TASK MATERIAL:
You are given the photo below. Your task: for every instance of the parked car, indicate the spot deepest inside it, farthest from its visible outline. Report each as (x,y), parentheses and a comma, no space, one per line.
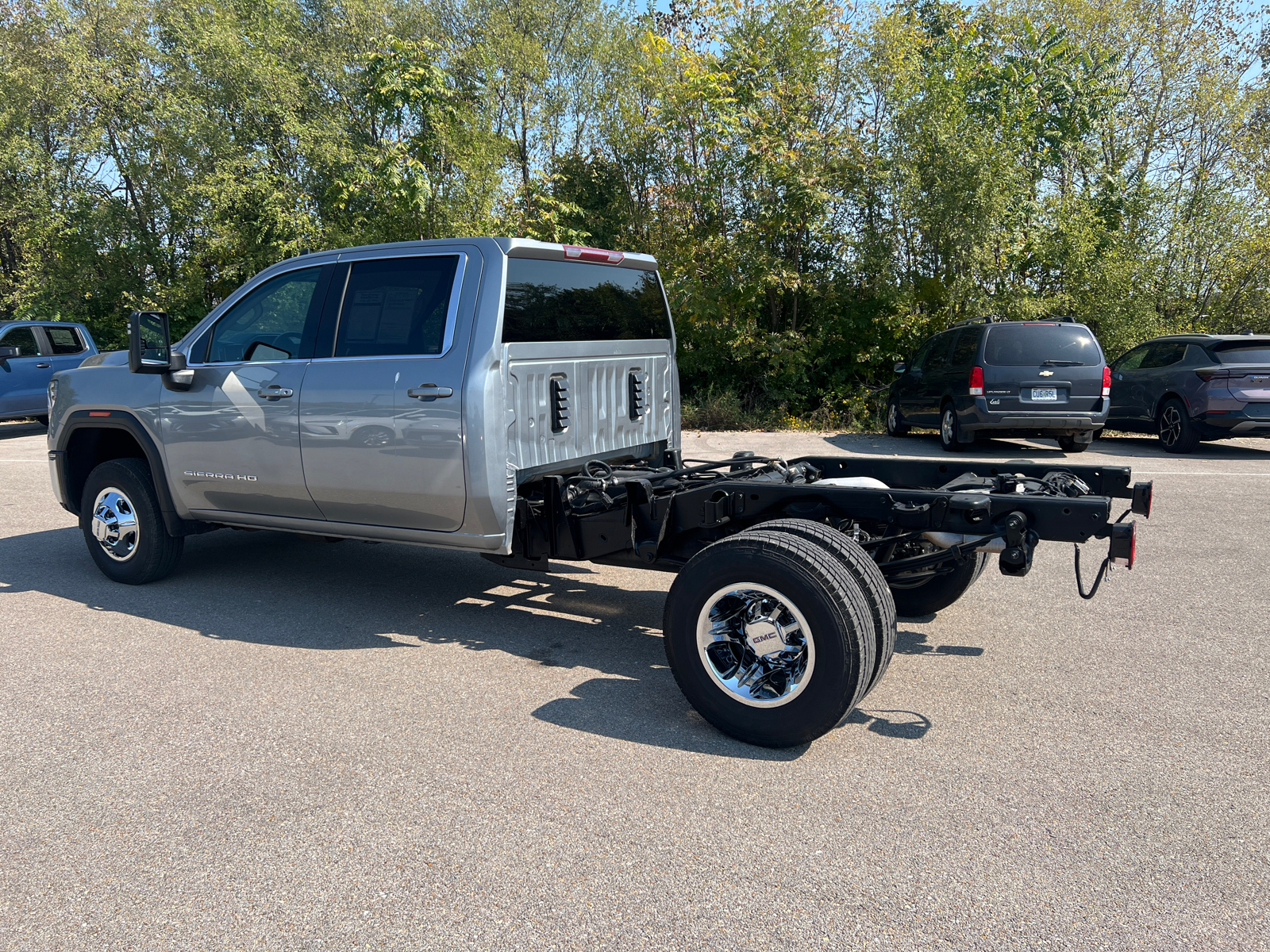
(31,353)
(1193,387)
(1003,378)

---

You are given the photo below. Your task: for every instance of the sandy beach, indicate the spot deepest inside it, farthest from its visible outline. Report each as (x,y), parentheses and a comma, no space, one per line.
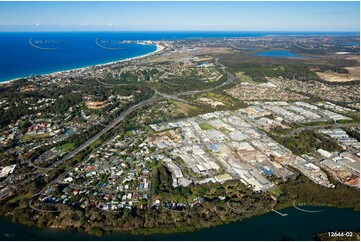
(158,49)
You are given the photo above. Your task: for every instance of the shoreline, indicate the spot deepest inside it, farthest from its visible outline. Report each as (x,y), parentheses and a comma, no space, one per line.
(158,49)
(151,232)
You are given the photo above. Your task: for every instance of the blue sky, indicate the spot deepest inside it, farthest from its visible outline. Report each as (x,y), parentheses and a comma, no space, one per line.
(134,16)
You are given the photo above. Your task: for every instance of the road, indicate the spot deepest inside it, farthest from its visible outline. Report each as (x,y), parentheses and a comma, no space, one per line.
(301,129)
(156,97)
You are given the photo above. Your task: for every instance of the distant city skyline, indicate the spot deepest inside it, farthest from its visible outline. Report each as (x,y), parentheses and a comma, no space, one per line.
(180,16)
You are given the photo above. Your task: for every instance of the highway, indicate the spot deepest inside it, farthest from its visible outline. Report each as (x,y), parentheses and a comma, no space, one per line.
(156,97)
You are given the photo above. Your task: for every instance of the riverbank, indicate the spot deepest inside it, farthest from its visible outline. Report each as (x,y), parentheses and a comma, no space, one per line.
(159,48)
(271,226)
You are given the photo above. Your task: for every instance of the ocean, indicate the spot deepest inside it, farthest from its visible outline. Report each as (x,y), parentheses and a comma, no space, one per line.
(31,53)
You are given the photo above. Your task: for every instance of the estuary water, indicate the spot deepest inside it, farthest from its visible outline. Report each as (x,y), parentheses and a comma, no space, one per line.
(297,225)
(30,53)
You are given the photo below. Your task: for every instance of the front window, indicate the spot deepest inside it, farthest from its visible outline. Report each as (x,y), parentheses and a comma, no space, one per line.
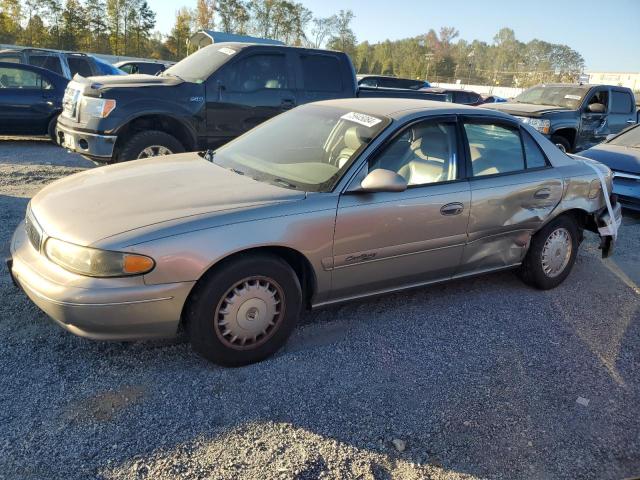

WHAT TO DO: The line above containing "the ocean, indicate", the line containing "of the front", and every line between them are to be transcribed exactly; no other line is wanted.

PROBLEM SOLUTION:
You are given the photo above. Your task: for every instance of the ocean, indicate the spot deepest inside it, farthest from its visible outline. Report each as (x,y), parentheses and a comma, no space, one per line.
(31,53)
You are given the photo above. Your task: for every instance of the estuary water, indicate the spot deepest inside it, farthest from its visible outline. Report each as (x,y), parentheses and a comma, no space, one per line.
(297,225)
(30,53)
You are given the photo below. Your task: for every instance of the front window, indicate the spot deepest inside it, farthest from its visible outline. Report each as (x,y), parentheses and a comma, no space, one per line.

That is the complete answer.